Start Data supplied

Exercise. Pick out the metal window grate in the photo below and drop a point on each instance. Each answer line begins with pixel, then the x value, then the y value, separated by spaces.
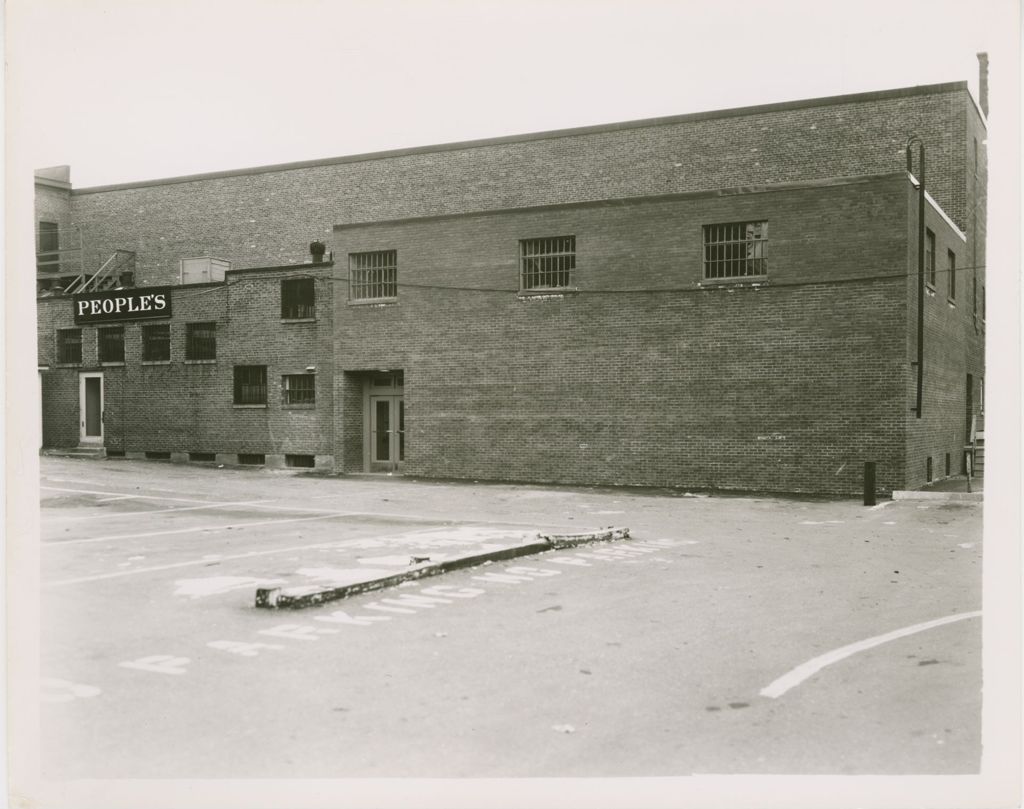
pixel 298 389
pixel 201 341
pixel 735 250
pixel 70 346
pixel 547 263
pixel 156 343
pixel 250 384
pixel 111 344
pixel 374 275
pixel 298 299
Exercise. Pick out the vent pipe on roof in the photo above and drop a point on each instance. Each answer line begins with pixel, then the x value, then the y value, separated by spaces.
pixel 983 82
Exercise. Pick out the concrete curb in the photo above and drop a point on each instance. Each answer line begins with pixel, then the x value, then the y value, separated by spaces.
pixel 969 497
pixel 278 597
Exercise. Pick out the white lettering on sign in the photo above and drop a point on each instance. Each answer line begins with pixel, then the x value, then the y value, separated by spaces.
pixel 160 664
pixel 245 649
pixel 65 691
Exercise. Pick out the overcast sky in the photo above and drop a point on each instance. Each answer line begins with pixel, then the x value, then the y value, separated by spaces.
pixel 127 90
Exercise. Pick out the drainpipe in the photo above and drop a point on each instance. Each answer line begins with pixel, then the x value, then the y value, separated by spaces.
pixel 921 264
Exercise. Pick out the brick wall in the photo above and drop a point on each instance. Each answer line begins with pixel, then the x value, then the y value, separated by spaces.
pixel 183 406
pixel 267 217
pixel 645 377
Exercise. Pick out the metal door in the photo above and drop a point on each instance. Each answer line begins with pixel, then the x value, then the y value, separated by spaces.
pixel 90 409
pixel 387 433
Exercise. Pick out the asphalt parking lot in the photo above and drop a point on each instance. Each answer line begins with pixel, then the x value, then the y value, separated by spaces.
pixel 728 635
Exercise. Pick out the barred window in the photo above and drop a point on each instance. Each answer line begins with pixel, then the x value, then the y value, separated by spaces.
pixel 547 263
pixel 735 250
pixel 298 299
pixel 157 343
pixel 111 344
pixel 201 341
pixel 70 346
pixel 930 256
pixel 250 384
pixel 374 275
pixel 298 389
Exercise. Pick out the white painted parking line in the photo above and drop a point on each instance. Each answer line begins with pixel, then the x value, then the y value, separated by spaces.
pixel 812 667
pixel 113 514
pixel 198 528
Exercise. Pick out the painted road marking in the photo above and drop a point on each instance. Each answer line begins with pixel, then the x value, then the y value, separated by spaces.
pixel 65 691
pixel 812 667
pixel 161 664
pixel 199 528
pixel 114 514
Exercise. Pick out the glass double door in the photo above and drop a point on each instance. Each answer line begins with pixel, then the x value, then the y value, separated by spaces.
pixel 387 433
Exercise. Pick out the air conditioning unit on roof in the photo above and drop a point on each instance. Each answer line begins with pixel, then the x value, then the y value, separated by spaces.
pixel 203 269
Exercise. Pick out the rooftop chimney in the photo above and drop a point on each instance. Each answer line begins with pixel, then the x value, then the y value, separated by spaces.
pixel 983 82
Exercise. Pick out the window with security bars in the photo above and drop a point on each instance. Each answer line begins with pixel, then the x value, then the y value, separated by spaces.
pixel 70 346
pixel 298 299
pixel 298 389
pixel 547 263
pixel 201 341
pixel 735 250
pixel 250 384
pixel 111 344
pixel 374 275
pixel 157 343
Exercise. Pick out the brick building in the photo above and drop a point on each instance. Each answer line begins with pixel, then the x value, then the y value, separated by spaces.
pixel 724 300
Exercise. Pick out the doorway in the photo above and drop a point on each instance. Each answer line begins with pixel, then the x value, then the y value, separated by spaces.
pixel 90 409
pixel 385 407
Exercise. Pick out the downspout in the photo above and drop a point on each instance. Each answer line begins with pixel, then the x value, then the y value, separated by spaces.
pixel 921 265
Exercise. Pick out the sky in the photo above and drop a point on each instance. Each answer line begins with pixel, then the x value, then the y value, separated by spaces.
pixel 127 90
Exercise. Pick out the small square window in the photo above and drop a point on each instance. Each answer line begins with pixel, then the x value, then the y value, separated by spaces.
pixel 70 346
pixel 250 384
pixel 298 299
pixel 735 250
pixel 374 275
pixel 547 263
pixel 201 341
pixel 157 343
pixel 111 344
pixel 298 389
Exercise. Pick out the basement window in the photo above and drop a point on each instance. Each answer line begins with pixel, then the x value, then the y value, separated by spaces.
pixel 250 385
pixel 298 299
pixel 201 341
pixel 157 343
pixel 374 275
pixel 735 250
pixel 70 346
pixel 298 389
pixel 547 263
pixel 111 344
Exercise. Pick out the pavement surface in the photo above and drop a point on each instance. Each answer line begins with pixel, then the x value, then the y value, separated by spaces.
pixel 728 635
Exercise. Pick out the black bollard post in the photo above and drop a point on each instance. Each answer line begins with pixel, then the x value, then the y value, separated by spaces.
pixel 869 482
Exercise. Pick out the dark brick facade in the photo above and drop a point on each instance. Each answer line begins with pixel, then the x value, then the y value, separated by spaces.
pixel 645 374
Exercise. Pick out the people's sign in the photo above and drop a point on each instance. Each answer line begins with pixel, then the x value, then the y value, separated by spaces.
pixel 123 305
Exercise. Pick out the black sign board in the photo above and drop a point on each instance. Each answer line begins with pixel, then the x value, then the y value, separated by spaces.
pixel 134 304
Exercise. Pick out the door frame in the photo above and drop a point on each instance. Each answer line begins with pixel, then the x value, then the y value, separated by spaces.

End Data supplied

Requirement →
Transcribe the records above verbatim. Do not carry over any picture.

Response to this exercise →
Exercise. Pick out the metal window grate in the photo below and drop a point on each instance. Each answer line begins with pixel, then the x value, then the y value, separated by spaces.
pixel 298 389
pixel 201 341
pixel 735 250
pixel 70 346
pixel 547 263
pixel 156 343
pixel 250 384
pixel 111 344
pixel 374 275
pixel 298 299
Exercise. Pick out the vent pipe on roof in the photo above and drop a point on each instance. Each answer line begins with pixel, then the x value, then the y value, separated by spaces.
pixel 983 82
Exercise. Pick out the concrete curb in the photo above and drop a point on each instance. Each answer line begins with pixel, then the x value, then the y value, separated by spaces.
pixel 969 497
pixel 278 597
Exercise. Pick out the white lettering on sign in the photo above and drop a point on each instance. Each answer line begins with pixel, then the x value, then the y value, separated by spaces.
pixel 160 664
pixel 245 649
pixel 65 691
Exercise. Pick out the overcast sky in the photo above and drop a point on each instance. Each answer line begins with pixel, then the x value, then the y value, separated by spaces.
pixel 127 90
Exercise. Pick out the drainpipe in the photo above and drop a point on each instance. Each answer line begins with pixel, then the x value, then the y value, separated by spaces.
pixel 921 264
Exercise. Pick out the brick wall in the photo above and drop a point on each instance. Each answer line begins with pixel, then the x value, then the y value, separated by spaces.
pixel 183 406
pixel 267 217
pixel 645 377
Exercise. Pick out the metal door in the photo above and drop a point on each instance. Each answer line begins with pixel, then the x value, then the y value, separated by spaces.
pixel 90 409
pixel 387 433
Exercise. Pick out the asphalt parking lot in the photo above and drop a point on each instance. Each answer line begins with pixel, then the x value, then the y value, separated by spaces.
pixel 728 635
Exercise. Pick out the barred window in the photo above and drop a point on each instance. Each answer line begins with pixel, then the x value, then the y value, separated by spaces.
pixel 547 263
pixel 735 250
pixel 298 299
pixel 157 343
pixel 111 344
pixel 201 341
pixel 70 346
pixel 930 256
pixel 250 384
pixel 374 275
pixel 298 389
Exercise. Pick out the white painted parking line in the photo above and drop a point on each instance. Each answer line begins with pixel, then the x value, then the y value, separated by spaces.
pixel 812 667
pixel 113 514
pixel 198 528
Exercise. Pick out the painted road marking in the photo above and drop a point on each instance. Each answer line begins with pixel, then the x value, then the y value, separated by spaces.
pixel 65 691
pixel 812 667
pixel 161 664
pixel 199 528
pixel 114 514
Exercise. Pick out the glass double door in the photo above and drop a point on each instance. Each answer line begins with pixel, then the x value, then the y value, separated by spaces.
pixel 387 433
Exercise. Pick out the air conditioning unit on roof in the photo above and drop a point on each instance. Each answer line begins with pixel, then the x value, then the y value, separated by spaces.
pixel 203 269
Exercise. Pick out the rooftop chimney in the photo above and drop a point on each instance. Each answer line begins with pixel, then the x value, then the y value, separated by spaces.
pixel 983 82
Exercise. Pick out the window with security bars in the photo above and drop a point on each instance. Each answer line begins with pixel, then the x value, then the y value, separated by spaces.
pixel 70 346
pixel 298 299
pixel 298 389
pixel 547 263
pixel 201 341
pixel 735 250
pixel 250 384
pixel 111 344
pixel 374 275
pixel 157 343
Exercise. Pick out the brick building in the photo above and drop a point on each instance. Each answer line begins with pixel, then the x value, then the y value, separated by spaces.
pixel 724 300
Exercise. Pick out the doorway in the photo above and drop a point on each instance. Each answer line begins with pixel, then the x value, then the y value, separated by spaces.
pixel 90 409
pixel 385 407
Exercise. Pick out the downspout in the photo above and drop a point on each instance. Each answer line begins with pixel, then the x value, then the y value, separated by spaces.
pixel 921 265
Exercise. Pick out the sky in the photo above and drop a point on each instance. Each answer line begins with pixel, then the x value, then the y value, separated by spaces.
pixel 127 90
Exercise. Pick out the small square window in the photo above and drop a point on each instance. Each answer line begins with pixel, then the x value, then the y value, separated by spaces.
pixel 70 346
pixel 250 384
pixel 298 299
pixel 735 250
pixel 374 275
pixel 547 263
pixel 201 341
pixel 157 343
pixel 111 344
pixel 298 389
Exercise. Pick out the basement window in the photo above and drop a point on each instance. Each answer line begins with pixel, then the x value, then the y value, separated by spaces.
pixel 250 385
pixel 298 299
pixel 201 341
pixel 157 343
pixel 374 275
pixel 735 250
pixel 70 346
pixel 298 389
pixel 547 263
pixel 111 344
Exercise. Pick out the pavement surface in the photo above and drop a point on each instance. Each answer line begins with pixel, then the x value, then the y value, separated by spaces.
pixel 728 635
Exercise. Pick out the black bollard post in the photo above and drop a point on each instance. Each answer line begins with pixel, then the x value, then the y value, separated by spaces.
pixel 869 482
Exercise. Pick out the dark brick facade in the photo above and drop a point on each instance. Each answer line begins with pixel, then the x value, then the y value, separated by spaces.
pixel 645 374
Exercise. Pick out the people's sign in the photo above and drop a point on each instance. Each answer line begins with pixel, then the x value, then the y value, separated by spaces.
pixel 123 305
Exercise. Pick out the black sign board in the photo above and drop a point on each instance. Each answer line begins with pixel, then the x value, then the y value, separated by spaces.
pixel 134 304
Exercise. Pick out the door frame in the photo above and drop a point on each instance. Each answer line begins with pixel, then the x value, then the y value, separated by spaces.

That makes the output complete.